**Prompt:** Could you output only the lines from the one containing "Please annotate the open" through the last line of the data, both included?

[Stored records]
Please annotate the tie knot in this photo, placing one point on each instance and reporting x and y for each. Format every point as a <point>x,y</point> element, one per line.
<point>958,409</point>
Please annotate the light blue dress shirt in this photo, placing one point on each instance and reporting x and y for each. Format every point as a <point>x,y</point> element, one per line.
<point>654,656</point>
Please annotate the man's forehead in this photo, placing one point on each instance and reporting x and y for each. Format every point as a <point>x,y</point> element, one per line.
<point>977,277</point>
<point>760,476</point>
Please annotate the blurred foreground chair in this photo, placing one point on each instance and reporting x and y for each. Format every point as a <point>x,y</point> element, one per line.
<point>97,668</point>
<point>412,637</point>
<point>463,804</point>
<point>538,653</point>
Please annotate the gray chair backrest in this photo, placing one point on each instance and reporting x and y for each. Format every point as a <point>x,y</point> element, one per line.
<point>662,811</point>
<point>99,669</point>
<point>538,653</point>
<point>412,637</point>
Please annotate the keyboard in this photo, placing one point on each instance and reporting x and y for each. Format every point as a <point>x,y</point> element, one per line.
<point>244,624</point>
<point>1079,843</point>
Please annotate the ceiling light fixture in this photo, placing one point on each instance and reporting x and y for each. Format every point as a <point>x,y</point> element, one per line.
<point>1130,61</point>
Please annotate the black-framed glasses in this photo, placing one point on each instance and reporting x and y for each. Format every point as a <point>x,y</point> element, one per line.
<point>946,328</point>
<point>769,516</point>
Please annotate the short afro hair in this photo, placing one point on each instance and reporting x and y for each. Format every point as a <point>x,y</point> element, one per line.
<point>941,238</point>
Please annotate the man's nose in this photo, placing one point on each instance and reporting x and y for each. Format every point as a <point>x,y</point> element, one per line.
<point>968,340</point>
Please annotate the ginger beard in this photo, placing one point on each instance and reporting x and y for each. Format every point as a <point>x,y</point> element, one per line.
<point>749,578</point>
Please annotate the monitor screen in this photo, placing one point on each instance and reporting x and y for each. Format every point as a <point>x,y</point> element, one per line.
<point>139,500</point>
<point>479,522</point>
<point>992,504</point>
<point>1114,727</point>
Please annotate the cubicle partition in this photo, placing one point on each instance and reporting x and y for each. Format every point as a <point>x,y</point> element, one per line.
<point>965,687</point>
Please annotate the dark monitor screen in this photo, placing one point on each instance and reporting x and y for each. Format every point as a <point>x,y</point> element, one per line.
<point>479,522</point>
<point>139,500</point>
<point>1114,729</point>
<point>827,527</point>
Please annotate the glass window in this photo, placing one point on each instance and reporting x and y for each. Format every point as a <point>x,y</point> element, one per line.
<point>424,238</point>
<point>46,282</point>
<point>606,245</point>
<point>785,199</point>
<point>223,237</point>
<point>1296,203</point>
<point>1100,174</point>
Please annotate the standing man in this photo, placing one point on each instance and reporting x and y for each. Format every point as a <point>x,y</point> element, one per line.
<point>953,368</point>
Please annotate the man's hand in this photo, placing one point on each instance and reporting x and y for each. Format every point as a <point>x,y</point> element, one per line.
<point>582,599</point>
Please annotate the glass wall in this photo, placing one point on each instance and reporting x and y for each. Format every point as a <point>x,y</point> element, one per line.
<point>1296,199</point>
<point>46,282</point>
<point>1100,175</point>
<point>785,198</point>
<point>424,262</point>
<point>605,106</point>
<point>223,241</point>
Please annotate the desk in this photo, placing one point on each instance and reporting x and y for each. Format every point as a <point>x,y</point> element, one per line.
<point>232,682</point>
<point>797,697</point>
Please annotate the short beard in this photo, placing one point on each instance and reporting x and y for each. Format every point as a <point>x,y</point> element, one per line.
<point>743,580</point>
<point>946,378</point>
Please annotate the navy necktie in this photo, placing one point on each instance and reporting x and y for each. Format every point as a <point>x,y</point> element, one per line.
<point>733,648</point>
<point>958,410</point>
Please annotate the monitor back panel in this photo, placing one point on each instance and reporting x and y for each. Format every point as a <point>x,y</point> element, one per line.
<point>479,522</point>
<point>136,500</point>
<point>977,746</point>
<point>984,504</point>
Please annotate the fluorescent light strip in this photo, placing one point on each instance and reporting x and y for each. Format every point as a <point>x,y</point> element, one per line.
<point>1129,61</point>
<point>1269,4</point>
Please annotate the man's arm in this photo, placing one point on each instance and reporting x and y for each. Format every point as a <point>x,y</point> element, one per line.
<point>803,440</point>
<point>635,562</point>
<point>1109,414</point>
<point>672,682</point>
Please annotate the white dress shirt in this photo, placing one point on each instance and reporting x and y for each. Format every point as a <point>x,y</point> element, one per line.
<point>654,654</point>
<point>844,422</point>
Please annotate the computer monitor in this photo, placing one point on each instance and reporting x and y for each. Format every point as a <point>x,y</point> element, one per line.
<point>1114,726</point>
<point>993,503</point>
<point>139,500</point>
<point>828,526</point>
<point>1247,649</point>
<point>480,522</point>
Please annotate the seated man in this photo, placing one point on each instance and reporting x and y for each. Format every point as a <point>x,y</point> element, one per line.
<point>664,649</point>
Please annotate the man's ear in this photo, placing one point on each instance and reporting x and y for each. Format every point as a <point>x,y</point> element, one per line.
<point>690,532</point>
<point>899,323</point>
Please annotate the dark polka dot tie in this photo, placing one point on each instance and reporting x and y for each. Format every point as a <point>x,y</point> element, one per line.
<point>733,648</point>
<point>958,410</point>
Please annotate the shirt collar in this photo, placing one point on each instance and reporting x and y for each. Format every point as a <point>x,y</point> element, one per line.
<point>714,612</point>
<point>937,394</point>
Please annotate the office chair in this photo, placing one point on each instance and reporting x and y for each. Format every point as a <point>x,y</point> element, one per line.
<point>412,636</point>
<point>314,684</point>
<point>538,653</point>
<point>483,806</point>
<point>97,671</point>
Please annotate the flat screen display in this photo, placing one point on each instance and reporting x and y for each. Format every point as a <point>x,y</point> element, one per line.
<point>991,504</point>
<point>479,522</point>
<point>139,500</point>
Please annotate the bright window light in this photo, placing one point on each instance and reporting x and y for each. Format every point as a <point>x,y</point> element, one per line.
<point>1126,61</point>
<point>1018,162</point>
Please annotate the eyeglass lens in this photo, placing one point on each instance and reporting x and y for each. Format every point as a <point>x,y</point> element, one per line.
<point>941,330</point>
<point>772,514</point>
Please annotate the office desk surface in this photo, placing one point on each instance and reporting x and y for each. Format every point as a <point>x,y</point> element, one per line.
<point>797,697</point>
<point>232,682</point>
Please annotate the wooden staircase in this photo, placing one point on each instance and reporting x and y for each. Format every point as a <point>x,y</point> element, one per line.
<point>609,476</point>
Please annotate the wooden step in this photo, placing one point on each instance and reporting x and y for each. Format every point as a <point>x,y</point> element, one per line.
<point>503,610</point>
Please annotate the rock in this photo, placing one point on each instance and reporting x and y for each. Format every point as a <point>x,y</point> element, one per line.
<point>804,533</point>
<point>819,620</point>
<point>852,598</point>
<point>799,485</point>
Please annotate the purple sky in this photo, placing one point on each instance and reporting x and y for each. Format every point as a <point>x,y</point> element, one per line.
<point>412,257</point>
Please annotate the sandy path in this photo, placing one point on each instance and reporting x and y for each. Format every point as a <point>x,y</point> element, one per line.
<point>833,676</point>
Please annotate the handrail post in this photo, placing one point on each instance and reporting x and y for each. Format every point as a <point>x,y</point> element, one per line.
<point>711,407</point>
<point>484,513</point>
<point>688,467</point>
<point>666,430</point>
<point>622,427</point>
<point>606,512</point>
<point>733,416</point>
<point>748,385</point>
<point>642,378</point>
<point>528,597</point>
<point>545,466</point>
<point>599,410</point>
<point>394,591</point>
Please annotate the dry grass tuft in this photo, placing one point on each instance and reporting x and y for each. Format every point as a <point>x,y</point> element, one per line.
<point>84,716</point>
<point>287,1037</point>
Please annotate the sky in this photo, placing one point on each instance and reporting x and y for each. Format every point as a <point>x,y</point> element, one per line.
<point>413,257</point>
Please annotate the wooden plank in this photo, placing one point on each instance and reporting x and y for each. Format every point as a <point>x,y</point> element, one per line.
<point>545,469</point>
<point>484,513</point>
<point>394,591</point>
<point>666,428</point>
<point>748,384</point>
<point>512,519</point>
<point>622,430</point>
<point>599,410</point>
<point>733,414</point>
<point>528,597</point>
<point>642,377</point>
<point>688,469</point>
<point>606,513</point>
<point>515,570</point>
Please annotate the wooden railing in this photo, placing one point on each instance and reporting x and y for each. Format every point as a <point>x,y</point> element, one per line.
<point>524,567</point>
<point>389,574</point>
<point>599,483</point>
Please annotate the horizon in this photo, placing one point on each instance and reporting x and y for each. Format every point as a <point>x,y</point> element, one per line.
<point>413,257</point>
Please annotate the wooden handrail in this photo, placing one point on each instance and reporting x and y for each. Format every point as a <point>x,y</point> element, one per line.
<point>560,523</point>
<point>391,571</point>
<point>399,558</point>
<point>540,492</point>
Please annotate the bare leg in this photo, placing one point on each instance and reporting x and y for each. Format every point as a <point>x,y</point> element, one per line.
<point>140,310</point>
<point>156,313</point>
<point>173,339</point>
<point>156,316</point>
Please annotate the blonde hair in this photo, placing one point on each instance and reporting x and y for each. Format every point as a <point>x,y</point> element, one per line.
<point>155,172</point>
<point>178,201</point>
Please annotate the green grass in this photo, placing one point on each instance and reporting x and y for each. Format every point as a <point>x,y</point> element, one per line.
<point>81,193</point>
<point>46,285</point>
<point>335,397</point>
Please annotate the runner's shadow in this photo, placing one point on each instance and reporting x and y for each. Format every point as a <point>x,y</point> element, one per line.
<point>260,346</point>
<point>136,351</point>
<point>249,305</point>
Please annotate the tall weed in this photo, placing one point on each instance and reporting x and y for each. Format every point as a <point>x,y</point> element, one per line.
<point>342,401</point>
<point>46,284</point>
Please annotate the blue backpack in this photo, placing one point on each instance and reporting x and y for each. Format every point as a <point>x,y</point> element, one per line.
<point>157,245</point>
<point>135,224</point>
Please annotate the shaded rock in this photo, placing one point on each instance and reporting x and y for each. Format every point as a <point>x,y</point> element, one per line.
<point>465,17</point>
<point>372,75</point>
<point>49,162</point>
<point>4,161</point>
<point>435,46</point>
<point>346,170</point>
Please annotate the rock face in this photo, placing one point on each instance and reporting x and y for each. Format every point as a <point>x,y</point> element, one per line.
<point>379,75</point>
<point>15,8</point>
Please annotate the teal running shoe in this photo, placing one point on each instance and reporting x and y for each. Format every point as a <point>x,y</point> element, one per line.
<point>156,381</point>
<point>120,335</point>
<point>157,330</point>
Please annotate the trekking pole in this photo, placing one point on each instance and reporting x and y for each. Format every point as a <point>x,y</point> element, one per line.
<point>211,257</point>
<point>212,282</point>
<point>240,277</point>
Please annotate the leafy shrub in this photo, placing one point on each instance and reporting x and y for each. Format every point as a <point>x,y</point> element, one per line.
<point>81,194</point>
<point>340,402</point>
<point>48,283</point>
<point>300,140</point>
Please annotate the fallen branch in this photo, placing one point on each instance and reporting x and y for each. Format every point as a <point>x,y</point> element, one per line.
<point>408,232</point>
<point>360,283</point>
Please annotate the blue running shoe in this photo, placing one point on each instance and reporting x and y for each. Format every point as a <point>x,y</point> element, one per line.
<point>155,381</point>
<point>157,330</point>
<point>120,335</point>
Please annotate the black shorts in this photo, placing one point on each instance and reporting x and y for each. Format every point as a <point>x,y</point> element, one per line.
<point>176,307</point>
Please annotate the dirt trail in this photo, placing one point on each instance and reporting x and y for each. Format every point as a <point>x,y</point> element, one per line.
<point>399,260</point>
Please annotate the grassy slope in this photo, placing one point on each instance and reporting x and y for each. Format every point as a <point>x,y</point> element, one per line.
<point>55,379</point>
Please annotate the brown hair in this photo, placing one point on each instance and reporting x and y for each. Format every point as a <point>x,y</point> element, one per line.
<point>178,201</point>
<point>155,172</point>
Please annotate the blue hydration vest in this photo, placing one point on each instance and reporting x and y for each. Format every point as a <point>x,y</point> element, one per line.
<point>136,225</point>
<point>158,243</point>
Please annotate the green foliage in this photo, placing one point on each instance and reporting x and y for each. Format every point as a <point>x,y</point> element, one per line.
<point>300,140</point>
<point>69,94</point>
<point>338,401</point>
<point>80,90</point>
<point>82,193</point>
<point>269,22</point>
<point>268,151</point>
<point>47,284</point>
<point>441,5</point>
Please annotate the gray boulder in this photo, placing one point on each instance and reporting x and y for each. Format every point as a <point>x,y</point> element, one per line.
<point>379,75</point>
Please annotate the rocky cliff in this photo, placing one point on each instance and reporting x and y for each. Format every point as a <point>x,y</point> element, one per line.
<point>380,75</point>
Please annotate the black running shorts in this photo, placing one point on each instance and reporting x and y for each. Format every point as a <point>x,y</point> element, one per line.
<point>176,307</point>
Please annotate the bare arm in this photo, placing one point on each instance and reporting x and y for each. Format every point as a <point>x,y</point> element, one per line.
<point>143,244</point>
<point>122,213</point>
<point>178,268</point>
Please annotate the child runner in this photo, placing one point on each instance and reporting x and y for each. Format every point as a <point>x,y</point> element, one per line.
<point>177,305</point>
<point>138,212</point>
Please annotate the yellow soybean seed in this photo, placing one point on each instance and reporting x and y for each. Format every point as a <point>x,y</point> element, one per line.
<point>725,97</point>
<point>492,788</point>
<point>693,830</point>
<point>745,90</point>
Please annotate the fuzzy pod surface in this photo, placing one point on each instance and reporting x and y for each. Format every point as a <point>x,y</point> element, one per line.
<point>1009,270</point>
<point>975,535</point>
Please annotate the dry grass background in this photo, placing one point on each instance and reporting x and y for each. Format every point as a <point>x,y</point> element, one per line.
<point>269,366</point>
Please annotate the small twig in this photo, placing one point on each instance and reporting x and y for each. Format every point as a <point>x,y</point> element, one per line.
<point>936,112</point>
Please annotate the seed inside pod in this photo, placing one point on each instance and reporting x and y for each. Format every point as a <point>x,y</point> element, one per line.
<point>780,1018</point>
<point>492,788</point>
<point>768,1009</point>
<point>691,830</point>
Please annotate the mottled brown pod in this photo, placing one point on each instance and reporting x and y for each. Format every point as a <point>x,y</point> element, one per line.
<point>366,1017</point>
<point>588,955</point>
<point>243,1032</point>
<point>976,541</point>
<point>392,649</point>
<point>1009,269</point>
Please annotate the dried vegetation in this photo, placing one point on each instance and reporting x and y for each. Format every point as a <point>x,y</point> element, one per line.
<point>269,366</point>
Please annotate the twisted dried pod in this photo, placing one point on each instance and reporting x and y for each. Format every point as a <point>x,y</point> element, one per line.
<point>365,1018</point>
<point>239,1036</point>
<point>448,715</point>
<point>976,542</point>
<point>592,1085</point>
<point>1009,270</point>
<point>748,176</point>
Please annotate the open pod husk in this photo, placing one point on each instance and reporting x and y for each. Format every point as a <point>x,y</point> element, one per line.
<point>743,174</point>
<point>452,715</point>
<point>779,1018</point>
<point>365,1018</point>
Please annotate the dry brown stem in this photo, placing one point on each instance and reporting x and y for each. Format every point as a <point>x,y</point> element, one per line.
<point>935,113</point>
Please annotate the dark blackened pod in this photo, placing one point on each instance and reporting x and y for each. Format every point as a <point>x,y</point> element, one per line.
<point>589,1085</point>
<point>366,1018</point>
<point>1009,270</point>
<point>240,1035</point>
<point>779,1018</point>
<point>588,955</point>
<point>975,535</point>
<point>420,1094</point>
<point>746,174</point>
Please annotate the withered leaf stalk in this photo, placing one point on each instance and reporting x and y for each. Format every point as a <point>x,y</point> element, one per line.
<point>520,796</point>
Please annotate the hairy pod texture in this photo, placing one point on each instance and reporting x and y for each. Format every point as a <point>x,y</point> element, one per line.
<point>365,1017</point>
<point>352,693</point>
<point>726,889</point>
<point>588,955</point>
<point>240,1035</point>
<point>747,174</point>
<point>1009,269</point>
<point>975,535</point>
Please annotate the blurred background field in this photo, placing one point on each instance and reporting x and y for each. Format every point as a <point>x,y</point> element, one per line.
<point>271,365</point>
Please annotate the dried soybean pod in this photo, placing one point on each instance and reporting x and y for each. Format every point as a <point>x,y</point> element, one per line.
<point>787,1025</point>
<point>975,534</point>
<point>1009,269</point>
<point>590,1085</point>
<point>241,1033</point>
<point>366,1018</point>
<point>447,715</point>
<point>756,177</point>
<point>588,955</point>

**Exercise output:**
Please annotate the open pod husk in this photo, placing one point on each instance and reporting x and y for each. Format every point as a <point>x,y</point> element, one per line.
<point>743,174</point>
<point>452,715</point>
<point>779,1018</point>
<point>365,1018</point>
Please annotate the dry brown stem in this photo, placing one point on each instance and reporting x and y for each. Format every point as a <point>x,y</point> element, one per line.
<point>935,113</point>
Please annotate the dark blackened pod in this photo, placing one point on each instance and reporting x and y for each. Format every point as a <point>x,y</point> element, one per line.
<point>589,1085</point>
<point>366,1018</point>
<point>1009,270</point>
<point>240,1035</point>
<point>779,1018</point>
<point>588,955</point>
<point>975,535</point>
<point>420,1094</point>
<point>746,174</point>
Please annotate the withered leaf stalk in this photo, placing one point on each instance and reporting x and y for each. Format every point as a <point>x,y</point> element, one per line.
<point>520,796</point>
Please annotate the hairy pod texture in this photo, placing one point on each instance and reporting x and y for each. Format every point as a <point>x,y</point> element, one per line.
<point>365,1017</point>
<point>352,693</point>
<point>726,889</point>
<point>588,955</point>
<point>240,1035</point>
<point>747,174</point>
<point>1009,269</point>
<point>975,535</point>
Please annotate the blurred background field in this photo, placing one point on each instance and reporting x and y for each. Format every point as a <point>x,y</point> element, one per line.
<point>271,365</point>
Please annotate the dried soybean pod in this photo, placing one point on each instance and reporting x and y for each. Format every point as a <point>x,y</point> element, one per line.
<point>787,1025</point>
<point>975,534</point>
<point>1009,269</point>
<point>590,1085</point>
<point>241,1033</point>
<point>366,1018</point>
<point>447,715</point>
<point>756,177</point>
<point>588,955</point>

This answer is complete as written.